>>
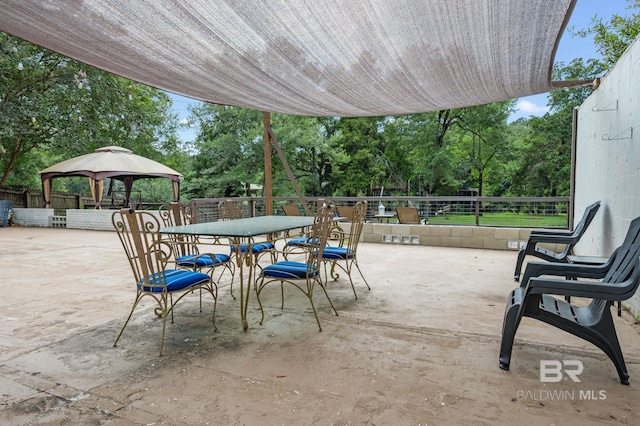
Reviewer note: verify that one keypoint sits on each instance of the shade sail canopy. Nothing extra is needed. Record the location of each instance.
(320, 57)
(109, 162)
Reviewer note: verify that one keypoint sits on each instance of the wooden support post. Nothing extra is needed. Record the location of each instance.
(268, 179)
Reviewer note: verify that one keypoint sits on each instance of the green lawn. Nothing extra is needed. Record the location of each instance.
(517, 220)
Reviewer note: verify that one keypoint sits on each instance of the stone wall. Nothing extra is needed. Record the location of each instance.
(607, 158)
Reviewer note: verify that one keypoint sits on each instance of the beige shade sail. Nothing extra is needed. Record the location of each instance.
(109, 162)
(316, 58)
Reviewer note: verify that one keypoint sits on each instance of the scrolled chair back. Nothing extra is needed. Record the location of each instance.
(147, 253)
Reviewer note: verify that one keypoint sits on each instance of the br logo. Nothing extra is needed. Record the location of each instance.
(552, 371)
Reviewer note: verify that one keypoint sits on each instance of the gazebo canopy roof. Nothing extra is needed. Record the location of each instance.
(111, 161)
(321, 57)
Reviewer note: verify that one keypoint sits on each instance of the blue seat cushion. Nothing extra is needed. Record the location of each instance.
(292, 270)
(176, 279)
(255, 248)
(337, 253)
(202, 261)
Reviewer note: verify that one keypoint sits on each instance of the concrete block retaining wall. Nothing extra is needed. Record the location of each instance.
(381, 233)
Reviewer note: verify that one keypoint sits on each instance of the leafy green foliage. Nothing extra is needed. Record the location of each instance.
(53, 108)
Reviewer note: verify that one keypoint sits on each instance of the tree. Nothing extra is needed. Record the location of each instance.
(485, 140)
(546, 156)
(229, 151)
(613, 36)
(53, 108)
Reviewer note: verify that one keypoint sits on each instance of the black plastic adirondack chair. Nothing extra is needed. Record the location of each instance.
(619, 276)
(569, 238)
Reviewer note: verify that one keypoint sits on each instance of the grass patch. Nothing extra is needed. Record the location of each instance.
(516, 220)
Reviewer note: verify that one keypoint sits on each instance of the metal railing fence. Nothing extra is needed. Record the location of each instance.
(528, 212)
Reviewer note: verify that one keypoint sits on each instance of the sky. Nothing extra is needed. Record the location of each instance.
(568, 49)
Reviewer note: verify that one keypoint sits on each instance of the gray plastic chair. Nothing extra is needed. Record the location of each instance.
(569, 238)
(535, 298)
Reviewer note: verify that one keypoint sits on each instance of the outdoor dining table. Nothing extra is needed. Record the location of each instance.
(242, 231)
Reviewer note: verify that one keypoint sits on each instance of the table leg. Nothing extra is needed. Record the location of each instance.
(244, 260)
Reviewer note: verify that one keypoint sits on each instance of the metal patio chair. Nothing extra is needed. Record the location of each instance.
(149, 257)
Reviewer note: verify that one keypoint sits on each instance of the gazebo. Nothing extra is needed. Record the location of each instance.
(109, 162)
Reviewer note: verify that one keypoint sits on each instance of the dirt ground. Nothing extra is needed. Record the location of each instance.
(420, 348)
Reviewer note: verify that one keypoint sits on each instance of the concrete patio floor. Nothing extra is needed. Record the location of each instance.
(420, 348)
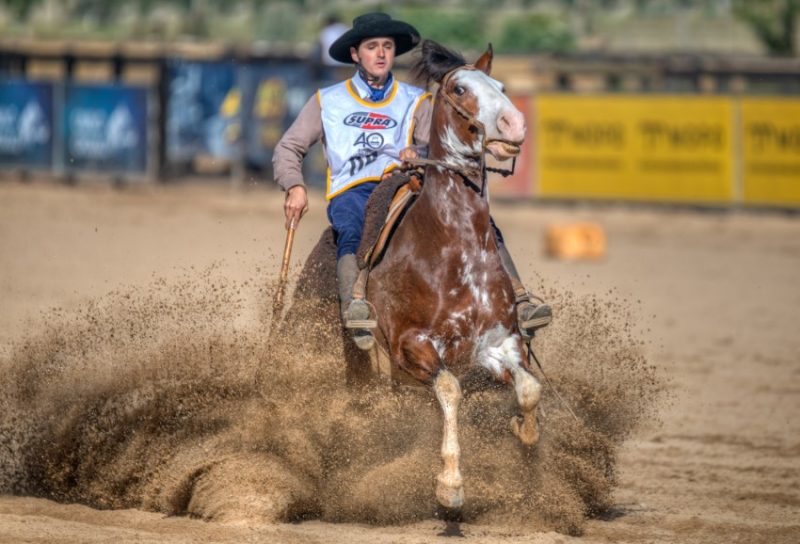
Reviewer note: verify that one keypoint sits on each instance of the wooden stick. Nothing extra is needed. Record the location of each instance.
(277, 305)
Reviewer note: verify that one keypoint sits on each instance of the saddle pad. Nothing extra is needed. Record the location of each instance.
(377, 215)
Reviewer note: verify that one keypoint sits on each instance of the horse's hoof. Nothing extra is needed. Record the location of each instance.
(450, 496)
(527, 434)
(364, 339)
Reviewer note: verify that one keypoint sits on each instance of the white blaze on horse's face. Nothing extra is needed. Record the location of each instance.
(504, 124)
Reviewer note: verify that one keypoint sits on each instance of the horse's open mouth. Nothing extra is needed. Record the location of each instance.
(502, 150)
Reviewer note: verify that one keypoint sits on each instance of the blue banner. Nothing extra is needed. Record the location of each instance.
(26, 124)
(272, 96)
(202, 111)
(105, 128)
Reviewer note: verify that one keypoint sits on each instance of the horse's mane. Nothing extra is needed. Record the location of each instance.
(434, 62)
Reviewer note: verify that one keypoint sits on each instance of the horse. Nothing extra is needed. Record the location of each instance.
(443, 300)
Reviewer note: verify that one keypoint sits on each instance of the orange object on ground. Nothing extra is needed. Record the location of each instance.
(576, 241)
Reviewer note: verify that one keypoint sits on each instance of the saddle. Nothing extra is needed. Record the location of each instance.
(385, 209)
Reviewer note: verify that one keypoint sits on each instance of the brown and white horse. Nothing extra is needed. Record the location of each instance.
(444, 302)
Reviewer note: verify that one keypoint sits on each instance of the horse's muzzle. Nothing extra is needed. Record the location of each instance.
(502, 149)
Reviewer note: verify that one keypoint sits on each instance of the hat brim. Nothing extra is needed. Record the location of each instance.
(405, 37)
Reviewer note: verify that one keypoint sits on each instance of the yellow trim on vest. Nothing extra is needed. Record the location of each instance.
(391, 167)
(354, 94)
(350, 186)
(413, 117)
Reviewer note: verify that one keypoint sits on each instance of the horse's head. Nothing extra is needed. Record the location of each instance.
(473, 114)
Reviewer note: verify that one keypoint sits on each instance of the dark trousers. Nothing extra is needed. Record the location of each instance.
(346, 214)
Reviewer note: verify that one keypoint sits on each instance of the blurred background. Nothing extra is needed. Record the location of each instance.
(690, 101)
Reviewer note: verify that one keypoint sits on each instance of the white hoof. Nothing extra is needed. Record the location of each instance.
(449, 496)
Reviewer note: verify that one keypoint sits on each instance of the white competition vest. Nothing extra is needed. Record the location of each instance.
(363, 139)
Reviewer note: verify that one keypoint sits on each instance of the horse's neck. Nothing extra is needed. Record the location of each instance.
(448, 205)
(445, 185)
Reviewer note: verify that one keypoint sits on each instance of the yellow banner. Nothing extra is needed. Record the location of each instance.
(771, 151)
(661, 148)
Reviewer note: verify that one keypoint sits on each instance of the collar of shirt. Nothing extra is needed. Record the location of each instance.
(368, 93)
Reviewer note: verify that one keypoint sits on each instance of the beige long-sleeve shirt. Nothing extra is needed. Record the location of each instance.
(306, 130)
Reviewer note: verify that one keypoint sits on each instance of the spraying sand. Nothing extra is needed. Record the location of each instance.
(155, 386)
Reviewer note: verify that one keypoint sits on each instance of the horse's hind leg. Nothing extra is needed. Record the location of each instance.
(449, 488)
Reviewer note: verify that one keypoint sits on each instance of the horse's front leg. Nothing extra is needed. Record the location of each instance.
(420, 358)
(528, 395)
(449, 488)
(502, 353)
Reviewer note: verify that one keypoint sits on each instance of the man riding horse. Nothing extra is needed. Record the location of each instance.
(369, 124)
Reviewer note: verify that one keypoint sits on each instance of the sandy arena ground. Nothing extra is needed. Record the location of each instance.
(716, 296)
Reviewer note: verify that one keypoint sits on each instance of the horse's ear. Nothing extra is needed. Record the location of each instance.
(484, 64)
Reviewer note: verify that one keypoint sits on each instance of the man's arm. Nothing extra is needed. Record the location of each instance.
(287, 159)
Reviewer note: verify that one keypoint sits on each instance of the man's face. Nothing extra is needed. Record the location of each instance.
(376, 56)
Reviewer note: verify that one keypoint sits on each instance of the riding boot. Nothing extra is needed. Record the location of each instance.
(355, 312)
(531, 315)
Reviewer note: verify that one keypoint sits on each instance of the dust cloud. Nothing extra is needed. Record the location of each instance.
(173, 398)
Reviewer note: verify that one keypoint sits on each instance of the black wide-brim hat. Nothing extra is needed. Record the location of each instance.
(374, 25)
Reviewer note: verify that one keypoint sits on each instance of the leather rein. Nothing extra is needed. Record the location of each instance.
(479, 128)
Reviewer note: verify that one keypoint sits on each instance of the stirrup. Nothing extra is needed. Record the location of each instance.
(538, 316)
(362, 319)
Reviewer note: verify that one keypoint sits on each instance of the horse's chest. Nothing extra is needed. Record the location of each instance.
(477, 297)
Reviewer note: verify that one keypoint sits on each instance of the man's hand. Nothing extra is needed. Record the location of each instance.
(296, 205)
(408, 153)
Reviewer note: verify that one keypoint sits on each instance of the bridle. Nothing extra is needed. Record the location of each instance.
(480, 129)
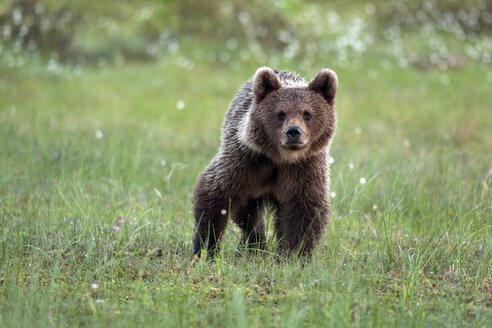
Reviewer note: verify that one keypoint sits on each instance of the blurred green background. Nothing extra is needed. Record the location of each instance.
(419, 34)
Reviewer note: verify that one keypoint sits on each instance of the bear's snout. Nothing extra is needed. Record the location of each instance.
(293, 133)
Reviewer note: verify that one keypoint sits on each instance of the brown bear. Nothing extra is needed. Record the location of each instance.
(274, 151)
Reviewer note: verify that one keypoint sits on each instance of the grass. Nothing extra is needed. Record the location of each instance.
(97, 231)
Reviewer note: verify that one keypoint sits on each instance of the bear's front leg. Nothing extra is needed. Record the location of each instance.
(210, 210)
(301, 224)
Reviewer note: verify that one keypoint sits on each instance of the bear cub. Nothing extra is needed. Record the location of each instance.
(274, 152)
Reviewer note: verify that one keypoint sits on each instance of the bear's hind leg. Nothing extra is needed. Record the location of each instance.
(249, 217)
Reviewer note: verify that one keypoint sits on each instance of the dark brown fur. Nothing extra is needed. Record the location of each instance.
(258, 164)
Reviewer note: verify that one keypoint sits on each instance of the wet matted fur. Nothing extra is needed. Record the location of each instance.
(274, 150)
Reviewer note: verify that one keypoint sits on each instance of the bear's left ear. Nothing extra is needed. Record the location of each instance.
(264, 82)
(326, 84)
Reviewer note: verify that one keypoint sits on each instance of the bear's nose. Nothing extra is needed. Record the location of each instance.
(293, 133)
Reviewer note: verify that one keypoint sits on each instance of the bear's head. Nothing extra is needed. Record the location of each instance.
(291, 122)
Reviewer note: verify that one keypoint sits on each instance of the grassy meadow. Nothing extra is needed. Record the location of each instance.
(97, 167)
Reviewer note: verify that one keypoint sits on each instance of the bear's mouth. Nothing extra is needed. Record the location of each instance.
(294, 145)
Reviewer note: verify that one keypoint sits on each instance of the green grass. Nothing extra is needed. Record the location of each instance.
(410, 247)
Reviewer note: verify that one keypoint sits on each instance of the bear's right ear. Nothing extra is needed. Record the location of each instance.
(264, 82)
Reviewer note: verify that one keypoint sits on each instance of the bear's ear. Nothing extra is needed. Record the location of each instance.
(326, 84)
(264, 82)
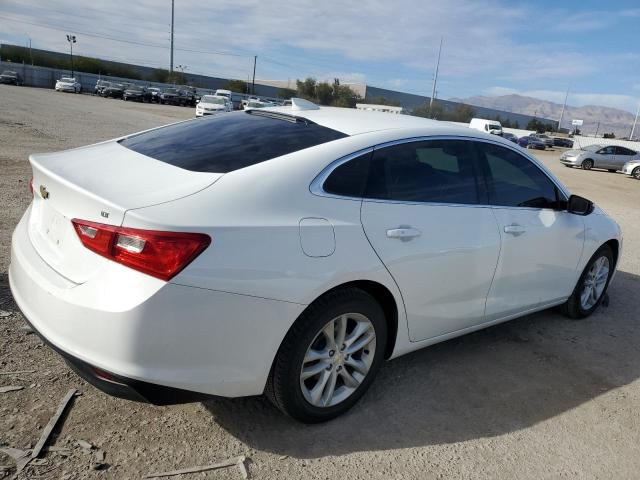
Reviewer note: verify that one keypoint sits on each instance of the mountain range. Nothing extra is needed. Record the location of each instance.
(609, 119)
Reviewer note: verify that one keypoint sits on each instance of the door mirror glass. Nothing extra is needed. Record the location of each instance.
(579, 205)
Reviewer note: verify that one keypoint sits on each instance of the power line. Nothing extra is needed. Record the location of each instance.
(130, 42)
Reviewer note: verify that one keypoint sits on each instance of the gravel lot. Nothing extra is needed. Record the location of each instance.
(539, 397)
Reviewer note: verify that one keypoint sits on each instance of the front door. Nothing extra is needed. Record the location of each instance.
(424, 217)
(541, 242)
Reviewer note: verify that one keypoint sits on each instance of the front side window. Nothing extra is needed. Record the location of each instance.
(606, 151)
(515, 181)
(440, 171)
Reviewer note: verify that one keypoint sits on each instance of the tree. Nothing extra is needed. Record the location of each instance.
(381, 101)
(307, 88)
(238, 86)
(286, 93)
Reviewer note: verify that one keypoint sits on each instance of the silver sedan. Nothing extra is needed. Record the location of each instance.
(632, 169)
(608, 157)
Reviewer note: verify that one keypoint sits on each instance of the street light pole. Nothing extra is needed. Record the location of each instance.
(171, 63)
(71, 39)
(634, 123)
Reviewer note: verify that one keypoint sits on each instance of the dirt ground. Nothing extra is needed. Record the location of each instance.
(538, 397)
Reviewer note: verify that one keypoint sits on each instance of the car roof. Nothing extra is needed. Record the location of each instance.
(352, 121)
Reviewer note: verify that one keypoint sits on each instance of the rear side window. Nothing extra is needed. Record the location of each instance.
(440, 171)
(350, 178)
(230, 141)
(514, 180)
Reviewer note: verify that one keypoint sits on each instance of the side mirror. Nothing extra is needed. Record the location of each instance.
(579, 205)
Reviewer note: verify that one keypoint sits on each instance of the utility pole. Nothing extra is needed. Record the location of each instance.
(634, 123)
(435, 78)
(171, 63)
(71, 39)
(564, 105)
(253, 83)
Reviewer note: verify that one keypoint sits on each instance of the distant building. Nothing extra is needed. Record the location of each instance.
(380, 108)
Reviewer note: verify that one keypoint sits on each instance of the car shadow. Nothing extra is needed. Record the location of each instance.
(495, 381)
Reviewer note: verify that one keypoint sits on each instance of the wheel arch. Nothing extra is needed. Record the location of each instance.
(385, 299)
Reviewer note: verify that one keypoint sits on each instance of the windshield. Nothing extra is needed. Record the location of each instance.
(592, 148)
(214, 100)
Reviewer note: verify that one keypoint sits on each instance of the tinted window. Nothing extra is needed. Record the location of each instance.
(430, 171)
(514, 180)
(224, 143)
(349, 179)
(624, 151)
(606, 151)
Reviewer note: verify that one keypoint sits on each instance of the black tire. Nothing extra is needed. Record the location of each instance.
(573, 307)
(587, 164)
(283, 386)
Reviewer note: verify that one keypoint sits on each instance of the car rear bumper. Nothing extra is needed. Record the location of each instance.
(160, 335)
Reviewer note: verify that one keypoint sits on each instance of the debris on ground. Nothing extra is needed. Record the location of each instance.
(239, 462)
(17, 372)
(11, 388)
(52, 423)
(83, 444)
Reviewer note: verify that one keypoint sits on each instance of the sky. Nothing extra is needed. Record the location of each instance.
(490, 47)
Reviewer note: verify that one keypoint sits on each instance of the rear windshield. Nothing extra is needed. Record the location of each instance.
(228, 142)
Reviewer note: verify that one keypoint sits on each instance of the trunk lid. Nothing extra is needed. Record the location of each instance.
(97, 183)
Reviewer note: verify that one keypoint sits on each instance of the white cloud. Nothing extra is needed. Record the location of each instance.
(579, 99)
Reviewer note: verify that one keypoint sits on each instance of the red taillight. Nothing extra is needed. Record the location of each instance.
(160, 254)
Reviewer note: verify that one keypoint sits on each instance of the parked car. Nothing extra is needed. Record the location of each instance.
(546, 139)
(137, 93)
(113, 90)
(172, 96)
(531, 142)
(100, 86)
(68, 84)
(510, 136)
(189, 96)
(291, 250)
(562, 142)
(609, 157)
(488, 126)
(155, 94)
(10, 77)
(212, 104)
(632, 168)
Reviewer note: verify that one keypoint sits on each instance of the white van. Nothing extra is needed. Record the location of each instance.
(223, 93)
(487, 126)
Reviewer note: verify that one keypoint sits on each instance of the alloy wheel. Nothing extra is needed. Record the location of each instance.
(338, 360)
(594, 283)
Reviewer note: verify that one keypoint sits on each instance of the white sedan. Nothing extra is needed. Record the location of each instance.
(68, 84)
(212, 104)
(291, 250)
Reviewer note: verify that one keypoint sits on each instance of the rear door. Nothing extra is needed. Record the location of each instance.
(425, 215)
(623, 155)
(541, 242)
(606, 157)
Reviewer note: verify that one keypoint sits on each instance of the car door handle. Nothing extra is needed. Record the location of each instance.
(514, 229)
(404, 233)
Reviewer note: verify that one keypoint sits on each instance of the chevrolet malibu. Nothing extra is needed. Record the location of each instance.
(291, 250)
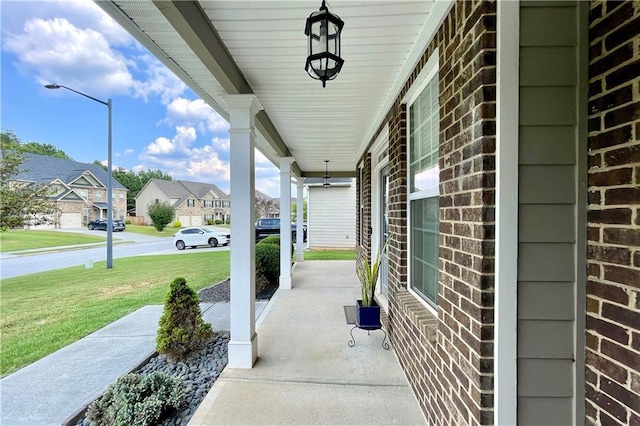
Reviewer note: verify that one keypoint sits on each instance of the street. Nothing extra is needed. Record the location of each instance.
(125, 244)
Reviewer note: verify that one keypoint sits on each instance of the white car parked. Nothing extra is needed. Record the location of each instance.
(192, 237)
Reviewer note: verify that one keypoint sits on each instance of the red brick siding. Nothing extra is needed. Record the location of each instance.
(449, 359)
(613, 300)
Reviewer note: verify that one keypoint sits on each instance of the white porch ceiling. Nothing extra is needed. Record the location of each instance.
(228, 47)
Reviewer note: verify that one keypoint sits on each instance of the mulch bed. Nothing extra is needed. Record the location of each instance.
(221, 292)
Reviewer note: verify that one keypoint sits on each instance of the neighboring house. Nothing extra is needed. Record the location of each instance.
(78, 190)
(501, 141)
(195, 203)
(328, 226)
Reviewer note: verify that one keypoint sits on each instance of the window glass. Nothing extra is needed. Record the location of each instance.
(424, 180)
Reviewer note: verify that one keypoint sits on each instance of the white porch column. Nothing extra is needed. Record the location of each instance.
(506, 267)
(299, 221)
(243, 345)
(285, 223)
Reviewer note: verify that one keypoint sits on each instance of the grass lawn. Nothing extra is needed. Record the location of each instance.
(15, 240)
(150, 230)
(45, 311)
(330, 254)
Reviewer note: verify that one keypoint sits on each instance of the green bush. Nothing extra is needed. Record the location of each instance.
(137, 400)
(161, 214)
(274, 239)
(271, 239)
(268, 261)
(182, 329)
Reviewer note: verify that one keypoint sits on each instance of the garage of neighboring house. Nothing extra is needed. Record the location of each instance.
(70, 220)
(328, 226)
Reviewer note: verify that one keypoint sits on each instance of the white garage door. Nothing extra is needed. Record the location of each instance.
(71, 220)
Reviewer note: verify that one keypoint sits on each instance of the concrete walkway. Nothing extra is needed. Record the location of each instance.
(306, 373)
(50, 390)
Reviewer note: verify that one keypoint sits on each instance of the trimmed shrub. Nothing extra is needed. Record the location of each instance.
(274, 239)
(271, 239)
(161, 214)
(182, 329)
(268, 261)
(137, 400)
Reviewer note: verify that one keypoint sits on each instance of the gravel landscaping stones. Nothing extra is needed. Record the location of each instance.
(221, 292)
(199, 373)
(201, 370)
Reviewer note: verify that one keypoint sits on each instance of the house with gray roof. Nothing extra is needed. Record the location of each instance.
(195, 203)
(78, 190)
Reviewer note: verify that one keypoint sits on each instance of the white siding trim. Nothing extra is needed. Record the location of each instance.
(506, 272)
(581, 208)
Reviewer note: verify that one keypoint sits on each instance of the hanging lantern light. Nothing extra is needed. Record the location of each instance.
(325, 182)
(323, 30)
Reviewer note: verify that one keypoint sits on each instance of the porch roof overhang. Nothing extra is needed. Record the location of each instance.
(258, 47)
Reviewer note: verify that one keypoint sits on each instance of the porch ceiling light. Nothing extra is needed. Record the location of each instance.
(323, 31)
(326, 178)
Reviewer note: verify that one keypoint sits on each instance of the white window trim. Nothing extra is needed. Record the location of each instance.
(424, 77)
(379, 146)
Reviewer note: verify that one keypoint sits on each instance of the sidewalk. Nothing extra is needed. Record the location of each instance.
(306, 373)
(50, 390)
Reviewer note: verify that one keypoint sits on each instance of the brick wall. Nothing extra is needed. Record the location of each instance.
(448, 359)
(613, 300)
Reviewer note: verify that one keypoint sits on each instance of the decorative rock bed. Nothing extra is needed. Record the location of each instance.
(202, 369)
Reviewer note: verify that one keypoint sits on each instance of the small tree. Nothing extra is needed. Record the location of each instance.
(161, 214)
(182, 329)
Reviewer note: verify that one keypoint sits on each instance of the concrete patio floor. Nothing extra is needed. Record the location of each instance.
(306, 373)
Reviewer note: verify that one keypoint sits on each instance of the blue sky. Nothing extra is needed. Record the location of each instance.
(158, 122)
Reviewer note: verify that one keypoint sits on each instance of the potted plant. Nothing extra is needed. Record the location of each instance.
(367, 310)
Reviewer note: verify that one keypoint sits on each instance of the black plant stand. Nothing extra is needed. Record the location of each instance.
(352, 342)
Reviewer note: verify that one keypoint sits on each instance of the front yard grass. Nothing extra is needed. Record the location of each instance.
(15, 240)
(43, 312)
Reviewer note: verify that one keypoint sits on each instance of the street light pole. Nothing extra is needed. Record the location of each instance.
(109, 170)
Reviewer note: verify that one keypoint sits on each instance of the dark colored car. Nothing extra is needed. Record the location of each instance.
(271, 226)
(101, 225)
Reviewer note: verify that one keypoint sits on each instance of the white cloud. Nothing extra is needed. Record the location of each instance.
(160, 81)
(58, 52)
(178, 145)
(195, 113)
(85, 50)
(181, 160)
(221, 144)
<<
Write out exactly the lines starting with the one that holds "of the decorative" and running through the last line above.

Reviewer note: verify that one keypoint sits on each instance of the decorative rock bed. Nothing extra is needed. Record the location of each instance.
(202, 369)
Reviewer note: verify that one keypoint sits on each instance of the small tree. Nothing extra is needed. Record the location of each instance.
(161, 214)
(182, 329)
Reviewer note: verify that one keypoint sits on each instance of the concrete patio floor. Nothing extra is needed. Record the location of each instance.
(306, 373)
Reviewer note: verify that one keypoint sits on each instance of the blue sky. Nothing extra is needed. Record the location of each instance.
(158, 122)
Reviewer note: verify that one keypoint sits on each instance of the potted plant. Nothing extra is needed. Record the location of each instance.
(367, 310)
Reviewer note: verify that one keypoint sits on each instance of the black plant stand. Nothing extra is needed. Record the location of each instance.
(352, 342)
Reviewer note: verify that one keypoint sits on each instance of the front yard grass. Nothing extra is needed. Record the location of each instance.
(15, 240)
(43, 312)
Reviewer note: verify that one keypoint sits on each instance of the street light pole. Nothing extra is needed. Record the location of each instance.
(109, 170)
Reviewer note: verify that one keypoint sits on each instance of the dark colored car. Nothing extra is needed. Record the location of each instance.
(271, 226)
(101, 225)
Reviewer note: verify that one keypoint sits on each instance of the white cloud. Nothing extra is needed. Record the location of each instance.
(160, 81)
(58, 52)
(178, 145)
(195, 113)
(85, 50)
(181, 160)
(221, 144)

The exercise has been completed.